What this exercise asks |
a: Answer these from the Fulbright text below:
(i) Who started the Fulbright exchange program?
(ii) What did the writer read a couple of days before departure?
(iii) What percentage of Uruguay's population is Afro-uruguayo?
b: In the Fulbright text below, change "World War II" to "the Second World War" and give the part that opens with the words containing "It had been" and closes with "tolerance among nations.".
c: Please continue the Fulbright text below, starting after its last sentence.

It had been almost a year of planning my research and teaching duties for my visit to Montevideo Uruguay, as part of a Fulbright Fellowship. This international exchange program of teachers, faculty, students and other professionals was started after the end of World War II by Senator J. William Fulbright to foster understanding and tolerance among nations.

A couple of days before my departure, I read Gary White’s TPT editorial on starting a conversation about race, ethnicity, and gender in physics teaching [1]. As a Puerto Rican physics educator, I immediately thought it would be interesting to talk with physics teachers who were “Afro-uruguayos”, Uruguayans of African descent (AU, for short). With a population of 3.3 million people, 8.1% of which are AU, and 40% of the country’s population concentrated in Montevideo [2], I was expecting to find several high school physics teachers to share thoughts on similarities and differences regarding race and physics education between the United States and Uruguay.

Recorded data |
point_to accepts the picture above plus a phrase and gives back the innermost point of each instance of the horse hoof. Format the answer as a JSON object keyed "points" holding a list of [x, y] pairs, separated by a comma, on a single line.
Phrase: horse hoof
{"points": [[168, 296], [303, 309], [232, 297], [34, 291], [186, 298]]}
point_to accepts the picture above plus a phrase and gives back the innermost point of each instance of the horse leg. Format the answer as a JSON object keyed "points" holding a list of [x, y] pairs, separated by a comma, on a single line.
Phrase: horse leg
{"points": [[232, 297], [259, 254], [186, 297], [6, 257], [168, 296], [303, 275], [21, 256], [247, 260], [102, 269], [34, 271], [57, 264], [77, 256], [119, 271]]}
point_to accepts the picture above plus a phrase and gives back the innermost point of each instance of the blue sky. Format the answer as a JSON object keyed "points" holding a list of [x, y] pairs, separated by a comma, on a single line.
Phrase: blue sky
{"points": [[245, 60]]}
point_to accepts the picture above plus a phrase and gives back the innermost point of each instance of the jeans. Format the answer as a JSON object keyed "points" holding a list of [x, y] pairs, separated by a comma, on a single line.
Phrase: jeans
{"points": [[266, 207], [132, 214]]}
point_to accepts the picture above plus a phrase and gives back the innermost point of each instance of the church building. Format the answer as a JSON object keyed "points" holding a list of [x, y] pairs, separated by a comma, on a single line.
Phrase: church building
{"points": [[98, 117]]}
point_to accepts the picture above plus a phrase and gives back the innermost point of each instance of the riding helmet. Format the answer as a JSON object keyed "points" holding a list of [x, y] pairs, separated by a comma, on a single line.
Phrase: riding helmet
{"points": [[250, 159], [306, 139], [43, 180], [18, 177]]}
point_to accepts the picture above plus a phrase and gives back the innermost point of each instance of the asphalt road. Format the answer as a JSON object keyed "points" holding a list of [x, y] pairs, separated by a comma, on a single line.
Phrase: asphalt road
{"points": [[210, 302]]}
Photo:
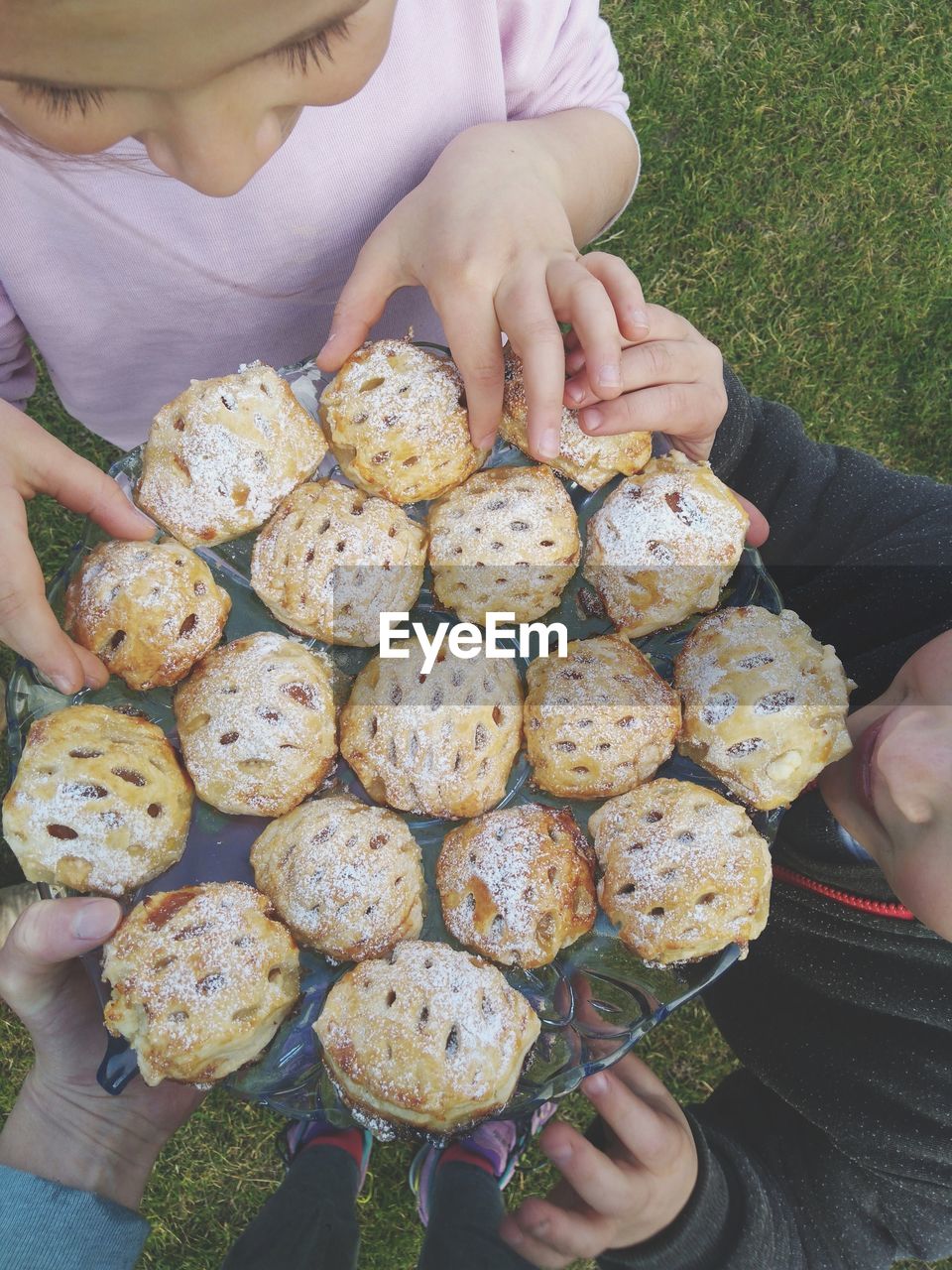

List of answers |
a:
(i) Senator J. William Fulbright
(ii) Gary White's TPT editorial on starting a conversation about race, ethnicity, and gender in physics teaching
(iii) 8.1%

b:
It had been almost a year of planning my research and teaching duties for my visit to Montevideo Uruguay, as part of a Fulbright Fellowship. This international exchange program of teachers, faculty, students and other professionals was started after the end of the Second World War by Senator J. William Fulbright to foster understanding and tolerance among nations.

c:
Of course, things do not always work out as planned…

For about two months, I was referred back and forth between various organizations interested in physics teaching or AU people.  After many phone calls and email messages, no one knew of an AU physics teacher. A person did mention that in Uruguay there had been significant “ethnic mixing”, implying that identifying AU physics teachers might not be easy. 

The case is somewhat similar to Puerto Rico’s, where recent studies have pinpointed the genomic admixture of current inhabitants caused by a history of complex population interactions. [3]. The study found that in Puerto Rico genetic mixing patterns vary significantly by geographic regions and that there is a strong tri-hybrid component (European: 64%, range 40-80%; African: 21%, range 5-45%; Taíno: 15%, range 5-35%). 

Of course, genotype is not always obvious, but phenotype is. Colorism occurs when dark-skinned people experience more bias and discriminating acts compared with light-skinned people of African descent [4, 5]. Since colorism is commonplace in many countries, I hoped that I could still find enough dark-skinned AU physics teachers to share their experiences.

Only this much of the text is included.